▶ **What the task asks**: Rewrite the Ubud cremation report from "Ubud Royal Cremation." through "in these figures.", substituting "parade" for "carnival".

─── Reading passage ───

Ubud Royal Cremation. Photo report

What holiday is today? This question was on the minds of everyone who found themselves in Ubud on April 14, 2024. And no wonder – dressed-up locals from all sides converge on the main square, where not long ago they celebrated Balinese New Year. Traditional instruments sound, musicians put on shows with masks and loud cheers. People smile and take photos of children against the backdrop of colorful statues resembling bulls.
What is this? A carnival? City day? Or maybe an island day, judging by the scale? No. This is how funerals are held in Bali. And the colorful bull figures – essentially, coffins. Or rather, sarcophagi, into which the deceased will be placed, and then they will be burned right in these figures.
Although, they are not even bodies, they are the remains of the deceased. After all, they have been awaiting cremation for quite some time.
The large purple bull is a sarcophagus for the eldest son of the king of Ubud. His name was Cokorda Bagus Santaka. During his lifetime, he worked hard to preserve traditions in Ubud and enjoyed great respect from traditional leaders and indigenous residents.

─── Provided information ───

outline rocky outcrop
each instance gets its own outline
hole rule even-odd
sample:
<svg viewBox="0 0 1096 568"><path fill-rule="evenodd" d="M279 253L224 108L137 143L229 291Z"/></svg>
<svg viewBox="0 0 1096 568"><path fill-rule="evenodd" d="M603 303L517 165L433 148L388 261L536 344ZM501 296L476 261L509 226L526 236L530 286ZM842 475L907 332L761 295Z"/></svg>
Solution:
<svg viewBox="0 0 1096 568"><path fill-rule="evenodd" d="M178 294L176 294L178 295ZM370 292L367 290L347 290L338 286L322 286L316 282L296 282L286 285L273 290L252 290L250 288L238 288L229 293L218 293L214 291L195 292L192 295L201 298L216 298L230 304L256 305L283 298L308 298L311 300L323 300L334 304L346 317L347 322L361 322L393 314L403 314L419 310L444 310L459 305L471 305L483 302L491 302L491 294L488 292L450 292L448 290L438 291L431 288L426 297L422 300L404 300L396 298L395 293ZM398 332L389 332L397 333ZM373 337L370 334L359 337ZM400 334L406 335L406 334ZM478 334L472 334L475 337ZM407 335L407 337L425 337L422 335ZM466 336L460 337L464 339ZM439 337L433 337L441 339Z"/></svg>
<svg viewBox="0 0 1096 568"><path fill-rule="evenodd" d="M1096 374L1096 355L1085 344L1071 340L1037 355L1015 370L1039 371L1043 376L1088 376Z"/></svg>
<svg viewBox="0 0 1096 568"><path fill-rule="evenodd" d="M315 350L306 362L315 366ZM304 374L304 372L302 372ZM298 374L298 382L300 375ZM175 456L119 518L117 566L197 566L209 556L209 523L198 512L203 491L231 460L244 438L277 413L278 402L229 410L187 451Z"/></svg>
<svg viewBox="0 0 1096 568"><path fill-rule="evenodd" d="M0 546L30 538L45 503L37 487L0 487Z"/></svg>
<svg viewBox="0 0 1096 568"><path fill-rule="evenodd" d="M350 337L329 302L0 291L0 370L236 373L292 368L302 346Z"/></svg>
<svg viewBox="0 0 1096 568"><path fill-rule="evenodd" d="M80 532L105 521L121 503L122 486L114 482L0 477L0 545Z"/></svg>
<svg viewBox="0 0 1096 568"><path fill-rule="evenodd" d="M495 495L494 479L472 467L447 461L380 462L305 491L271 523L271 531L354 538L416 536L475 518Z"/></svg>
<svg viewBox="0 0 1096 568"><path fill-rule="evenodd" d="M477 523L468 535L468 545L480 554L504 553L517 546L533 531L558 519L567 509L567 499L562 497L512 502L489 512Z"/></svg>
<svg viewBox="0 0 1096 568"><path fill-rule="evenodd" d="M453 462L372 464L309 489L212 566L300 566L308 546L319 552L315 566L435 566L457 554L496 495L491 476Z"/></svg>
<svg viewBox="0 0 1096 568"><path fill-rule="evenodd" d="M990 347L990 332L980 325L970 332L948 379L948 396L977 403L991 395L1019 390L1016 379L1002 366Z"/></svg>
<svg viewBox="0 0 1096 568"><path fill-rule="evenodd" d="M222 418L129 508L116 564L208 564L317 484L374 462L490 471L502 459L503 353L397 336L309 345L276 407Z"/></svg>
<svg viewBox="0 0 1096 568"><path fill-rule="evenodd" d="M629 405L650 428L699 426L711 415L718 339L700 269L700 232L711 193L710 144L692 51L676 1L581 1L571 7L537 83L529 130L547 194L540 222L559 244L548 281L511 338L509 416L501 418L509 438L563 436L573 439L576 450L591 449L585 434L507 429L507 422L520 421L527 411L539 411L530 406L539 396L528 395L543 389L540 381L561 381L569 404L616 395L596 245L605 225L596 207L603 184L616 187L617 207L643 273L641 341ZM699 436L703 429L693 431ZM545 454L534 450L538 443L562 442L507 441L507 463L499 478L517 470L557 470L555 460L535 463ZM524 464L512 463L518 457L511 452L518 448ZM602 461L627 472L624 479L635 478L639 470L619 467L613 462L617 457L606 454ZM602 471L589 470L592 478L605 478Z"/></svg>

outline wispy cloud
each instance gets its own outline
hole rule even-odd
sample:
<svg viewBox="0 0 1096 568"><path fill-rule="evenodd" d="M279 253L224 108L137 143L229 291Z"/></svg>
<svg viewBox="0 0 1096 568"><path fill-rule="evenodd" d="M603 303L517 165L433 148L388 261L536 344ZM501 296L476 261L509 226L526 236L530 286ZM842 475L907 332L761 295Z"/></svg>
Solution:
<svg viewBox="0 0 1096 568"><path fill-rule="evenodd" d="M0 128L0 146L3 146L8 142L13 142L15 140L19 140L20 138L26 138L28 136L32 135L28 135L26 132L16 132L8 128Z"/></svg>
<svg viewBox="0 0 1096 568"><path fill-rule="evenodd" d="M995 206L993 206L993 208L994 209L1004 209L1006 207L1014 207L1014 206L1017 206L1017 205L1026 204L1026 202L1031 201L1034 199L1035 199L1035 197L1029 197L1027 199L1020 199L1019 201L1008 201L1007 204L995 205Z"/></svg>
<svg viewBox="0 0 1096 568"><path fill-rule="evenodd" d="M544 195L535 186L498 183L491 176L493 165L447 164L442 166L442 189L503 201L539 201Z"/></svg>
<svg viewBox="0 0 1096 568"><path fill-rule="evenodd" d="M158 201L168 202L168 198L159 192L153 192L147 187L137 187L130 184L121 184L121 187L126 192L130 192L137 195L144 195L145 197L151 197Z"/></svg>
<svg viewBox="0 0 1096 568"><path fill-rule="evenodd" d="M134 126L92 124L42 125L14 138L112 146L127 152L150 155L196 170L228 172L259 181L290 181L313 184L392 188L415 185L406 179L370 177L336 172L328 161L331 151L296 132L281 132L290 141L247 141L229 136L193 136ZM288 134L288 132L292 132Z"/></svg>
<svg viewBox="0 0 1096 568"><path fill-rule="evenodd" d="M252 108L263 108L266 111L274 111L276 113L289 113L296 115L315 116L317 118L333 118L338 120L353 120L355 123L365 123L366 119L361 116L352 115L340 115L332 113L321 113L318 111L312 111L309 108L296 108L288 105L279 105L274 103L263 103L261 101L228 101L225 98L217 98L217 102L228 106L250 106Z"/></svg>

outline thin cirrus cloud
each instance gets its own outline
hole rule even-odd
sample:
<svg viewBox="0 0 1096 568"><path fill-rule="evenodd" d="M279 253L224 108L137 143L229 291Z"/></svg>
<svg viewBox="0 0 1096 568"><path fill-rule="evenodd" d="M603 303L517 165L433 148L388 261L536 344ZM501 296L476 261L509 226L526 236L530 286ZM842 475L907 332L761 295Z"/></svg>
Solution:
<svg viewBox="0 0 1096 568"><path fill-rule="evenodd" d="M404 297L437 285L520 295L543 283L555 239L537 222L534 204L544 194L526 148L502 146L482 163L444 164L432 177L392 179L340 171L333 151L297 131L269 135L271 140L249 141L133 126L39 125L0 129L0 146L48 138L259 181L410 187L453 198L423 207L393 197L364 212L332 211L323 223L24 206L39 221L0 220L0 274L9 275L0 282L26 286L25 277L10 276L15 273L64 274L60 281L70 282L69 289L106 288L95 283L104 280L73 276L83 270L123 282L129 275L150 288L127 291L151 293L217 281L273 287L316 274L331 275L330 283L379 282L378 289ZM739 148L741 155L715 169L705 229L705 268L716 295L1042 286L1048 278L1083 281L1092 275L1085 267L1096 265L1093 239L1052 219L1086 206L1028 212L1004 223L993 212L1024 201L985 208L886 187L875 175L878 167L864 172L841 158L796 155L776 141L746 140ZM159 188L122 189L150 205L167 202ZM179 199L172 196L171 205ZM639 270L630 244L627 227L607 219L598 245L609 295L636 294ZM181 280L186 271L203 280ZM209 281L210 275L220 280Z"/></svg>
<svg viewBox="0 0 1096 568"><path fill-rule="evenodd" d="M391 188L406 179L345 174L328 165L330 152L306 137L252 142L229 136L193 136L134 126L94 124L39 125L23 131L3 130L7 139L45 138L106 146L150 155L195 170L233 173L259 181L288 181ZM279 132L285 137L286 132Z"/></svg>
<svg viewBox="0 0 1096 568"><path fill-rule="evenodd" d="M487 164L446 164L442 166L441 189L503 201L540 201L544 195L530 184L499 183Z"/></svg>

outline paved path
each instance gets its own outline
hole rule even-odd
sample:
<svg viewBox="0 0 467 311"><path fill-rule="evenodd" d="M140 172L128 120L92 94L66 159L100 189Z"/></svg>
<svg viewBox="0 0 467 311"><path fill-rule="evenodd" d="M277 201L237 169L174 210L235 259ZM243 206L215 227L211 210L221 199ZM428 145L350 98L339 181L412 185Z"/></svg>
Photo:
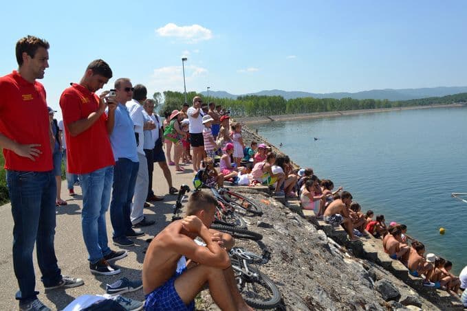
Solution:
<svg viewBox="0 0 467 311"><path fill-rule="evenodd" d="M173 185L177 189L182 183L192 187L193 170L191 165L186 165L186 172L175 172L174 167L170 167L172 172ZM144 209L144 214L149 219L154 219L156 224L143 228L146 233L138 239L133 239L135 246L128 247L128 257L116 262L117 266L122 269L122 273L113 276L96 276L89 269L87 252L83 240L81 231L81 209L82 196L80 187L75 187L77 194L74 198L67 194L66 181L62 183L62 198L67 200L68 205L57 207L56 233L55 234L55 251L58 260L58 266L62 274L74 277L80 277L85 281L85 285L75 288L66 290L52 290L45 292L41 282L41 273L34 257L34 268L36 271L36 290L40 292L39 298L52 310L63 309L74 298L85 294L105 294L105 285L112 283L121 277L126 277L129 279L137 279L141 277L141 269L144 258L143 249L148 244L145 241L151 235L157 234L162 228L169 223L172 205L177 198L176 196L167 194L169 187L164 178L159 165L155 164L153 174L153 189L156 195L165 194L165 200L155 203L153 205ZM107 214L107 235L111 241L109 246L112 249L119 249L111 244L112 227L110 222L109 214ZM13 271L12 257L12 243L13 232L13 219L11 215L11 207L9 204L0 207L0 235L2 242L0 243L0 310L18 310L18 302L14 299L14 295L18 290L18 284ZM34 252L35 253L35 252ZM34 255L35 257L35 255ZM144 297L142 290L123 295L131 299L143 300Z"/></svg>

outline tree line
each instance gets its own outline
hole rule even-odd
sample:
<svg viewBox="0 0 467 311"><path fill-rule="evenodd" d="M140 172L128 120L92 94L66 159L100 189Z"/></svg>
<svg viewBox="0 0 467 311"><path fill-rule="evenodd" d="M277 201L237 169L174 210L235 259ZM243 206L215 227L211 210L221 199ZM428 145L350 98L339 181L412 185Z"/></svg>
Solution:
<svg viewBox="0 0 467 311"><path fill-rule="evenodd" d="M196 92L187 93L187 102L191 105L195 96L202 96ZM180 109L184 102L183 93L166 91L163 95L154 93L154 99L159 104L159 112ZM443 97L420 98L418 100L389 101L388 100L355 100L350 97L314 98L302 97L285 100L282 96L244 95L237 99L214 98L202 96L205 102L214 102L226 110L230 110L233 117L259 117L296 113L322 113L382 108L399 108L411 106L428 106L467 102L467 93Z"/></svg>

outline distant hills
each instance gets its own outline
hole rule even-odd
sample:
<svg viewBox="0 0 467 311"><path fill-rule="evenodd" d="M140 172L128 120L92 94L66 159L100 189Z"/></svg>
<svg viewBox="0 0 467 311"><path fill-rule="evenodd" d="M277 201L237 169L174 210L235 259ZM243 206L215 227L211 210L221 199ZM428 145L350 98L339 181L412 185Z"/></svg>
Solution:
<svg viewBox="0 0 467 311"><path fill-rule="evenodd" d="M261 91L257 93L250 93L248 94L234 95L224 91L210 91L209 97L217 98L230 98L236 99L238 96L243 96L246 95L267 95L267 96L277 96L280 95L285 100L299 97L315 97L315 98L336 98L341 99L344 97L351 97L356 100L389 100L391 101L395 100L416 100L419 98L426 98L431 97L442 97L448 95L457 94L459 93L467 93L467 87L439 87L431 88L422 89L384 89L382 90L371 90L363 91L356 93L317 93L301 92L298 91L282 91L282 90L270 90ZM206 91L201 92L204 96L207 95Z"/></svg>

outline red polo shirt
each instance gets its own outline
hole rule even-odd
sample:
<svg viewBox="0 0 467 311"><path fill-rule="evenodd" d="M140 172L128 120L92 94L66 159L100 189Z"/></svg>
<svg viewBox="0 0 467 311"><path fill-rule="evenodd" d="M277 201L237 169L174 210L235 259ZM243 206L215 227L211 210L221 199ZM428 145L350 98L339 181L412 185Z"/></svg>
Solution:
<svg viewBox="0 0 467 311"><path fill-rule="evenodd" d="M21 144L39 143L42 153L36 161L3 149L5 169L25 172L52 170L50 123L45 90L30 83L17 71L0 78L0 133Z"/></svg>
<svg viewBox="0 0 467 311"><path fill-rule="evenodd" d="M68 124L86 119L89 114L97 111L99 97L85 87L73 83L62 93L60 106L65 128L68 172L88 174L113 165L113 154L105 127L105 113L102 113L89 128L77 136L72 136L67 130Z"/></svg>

───
─── Provided information ───

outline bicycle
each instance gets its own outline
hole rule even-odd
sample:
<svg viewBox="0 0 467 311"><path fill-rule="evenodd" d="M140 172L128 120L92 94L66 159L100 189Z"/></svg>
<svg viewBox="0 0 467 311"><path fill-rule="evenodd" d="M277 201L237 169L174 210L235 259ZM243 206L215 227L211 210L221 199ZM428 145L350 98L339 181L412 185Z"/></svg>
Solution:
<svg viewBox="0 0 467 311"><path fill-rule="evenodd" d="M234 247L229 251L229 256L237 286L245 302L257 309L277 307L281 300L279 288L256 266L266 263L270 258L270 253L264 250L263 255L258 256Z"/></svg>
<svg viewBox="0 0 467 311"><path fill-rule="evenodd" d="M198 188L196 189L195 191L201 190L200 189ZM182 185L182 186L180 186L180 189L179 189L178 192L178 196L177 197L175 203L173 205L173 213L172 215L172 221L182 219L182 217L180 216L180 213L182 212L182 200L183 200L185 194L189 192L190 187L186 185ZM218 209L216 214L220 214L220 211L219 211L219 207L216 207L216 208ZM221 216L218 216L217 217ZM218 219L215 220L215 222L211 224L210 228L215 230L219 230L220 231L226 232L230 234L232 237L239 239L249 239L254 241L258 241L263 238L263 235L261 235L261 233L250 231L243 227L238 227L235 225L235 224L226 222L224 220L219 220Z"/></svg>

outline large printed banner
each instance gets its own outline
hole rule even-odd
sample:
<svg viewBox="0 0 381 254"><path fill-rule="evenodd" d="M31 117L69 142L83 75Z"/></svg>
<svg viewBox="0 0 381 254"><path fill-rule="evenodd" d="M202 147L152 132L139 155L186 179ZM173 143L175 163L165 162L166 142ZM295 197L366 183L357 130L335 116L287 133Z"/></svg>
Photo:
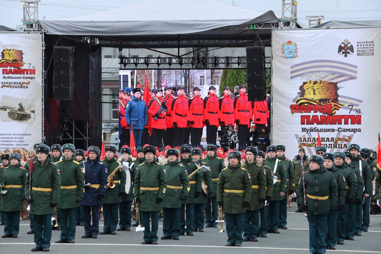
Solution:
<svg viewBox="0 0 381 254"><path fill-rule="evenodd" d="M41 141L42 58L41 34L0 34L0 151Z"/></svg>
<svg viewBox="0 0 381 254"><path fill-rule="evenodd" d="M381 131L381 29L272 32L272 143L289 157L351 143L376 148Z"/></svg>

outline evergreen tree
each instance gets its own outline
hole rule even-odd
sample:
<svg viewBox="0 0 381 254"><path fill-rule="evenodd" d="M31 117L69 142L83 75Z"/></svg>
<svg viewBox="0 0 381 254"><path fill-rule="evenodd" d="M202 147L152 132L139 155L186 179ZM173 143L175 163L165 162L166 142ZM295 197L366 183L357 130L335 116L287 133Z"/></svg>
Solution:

───
─── Provided information ───

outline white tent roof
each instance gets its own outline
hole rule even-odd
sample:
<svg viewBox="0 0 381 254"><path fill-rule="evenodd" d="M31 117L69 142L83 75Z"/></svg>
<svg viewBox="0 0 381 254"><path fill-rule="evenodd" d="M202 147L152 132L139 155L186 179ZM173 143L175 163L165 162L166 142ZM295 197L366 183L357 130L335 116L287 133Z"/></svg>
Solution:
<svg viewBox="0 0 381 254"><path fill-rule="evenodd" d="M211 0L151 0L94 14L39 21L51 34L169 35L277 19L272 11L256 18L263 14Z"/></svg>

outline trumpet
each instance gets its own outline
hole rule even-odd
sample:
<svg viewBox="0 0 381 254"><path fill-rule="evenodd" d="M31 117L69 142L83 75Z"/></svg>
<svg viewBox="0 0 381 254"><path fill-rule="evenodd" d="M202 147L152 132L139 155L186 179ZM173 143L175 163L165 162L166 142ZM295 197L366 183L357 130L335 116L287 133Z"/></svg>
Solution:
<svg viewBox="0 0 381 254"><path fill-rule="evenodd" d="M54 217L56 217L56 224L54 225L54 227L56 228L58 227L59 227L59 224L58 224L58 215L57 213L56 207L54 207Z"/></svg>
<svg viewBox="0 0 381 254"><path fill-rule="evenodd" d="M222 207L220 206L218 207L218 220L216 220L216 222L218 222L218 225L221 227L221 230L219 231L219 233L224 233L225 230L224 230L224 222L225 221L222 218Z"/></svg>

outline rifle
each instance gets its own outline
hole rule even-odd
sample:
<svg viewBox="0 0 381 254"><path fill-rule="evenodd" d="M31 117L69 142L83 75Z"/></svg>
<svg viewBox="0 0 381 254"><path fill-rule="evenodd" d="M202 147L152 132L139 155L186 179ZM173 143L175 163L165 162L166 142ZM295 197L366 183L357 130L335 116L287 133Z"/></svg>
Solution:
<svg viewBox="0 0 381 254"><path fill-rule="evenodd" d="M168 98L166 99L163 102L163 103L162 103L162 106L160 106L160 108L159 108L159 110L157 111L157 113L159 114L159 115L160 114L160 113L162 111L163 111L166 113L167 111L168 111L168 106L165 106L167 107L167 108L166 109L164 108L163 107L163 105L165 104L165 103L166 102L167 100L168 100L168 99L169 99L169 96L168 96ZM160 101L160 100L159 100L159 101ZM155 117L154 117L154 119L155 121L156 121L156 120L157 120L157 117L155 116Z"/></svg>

───

▶ **Answer below**:
Ubud Royal Cremation. Photo report

What holiday is today? This question was on the minds of everyone who found themselves in Ubud on April 14, 2024. And no wonder – dressed-up locals from all sides converge on the main square, where not long ago they celebrated Balinese New Year. Traditional instruments sound, musicians put on shows with masks and loud cheers. People smile and take photos of children against the backdrop of colorful statues resembling bulls.
What is this? A parade? City day? Or maybe an island day, judging by the scale? No. This is how funerals are held in Bali. And the colorful bull figures – essentially, coffins. Or rather, sarcophagi, into which the deceased will be placed, and then they will be burned right in these figures.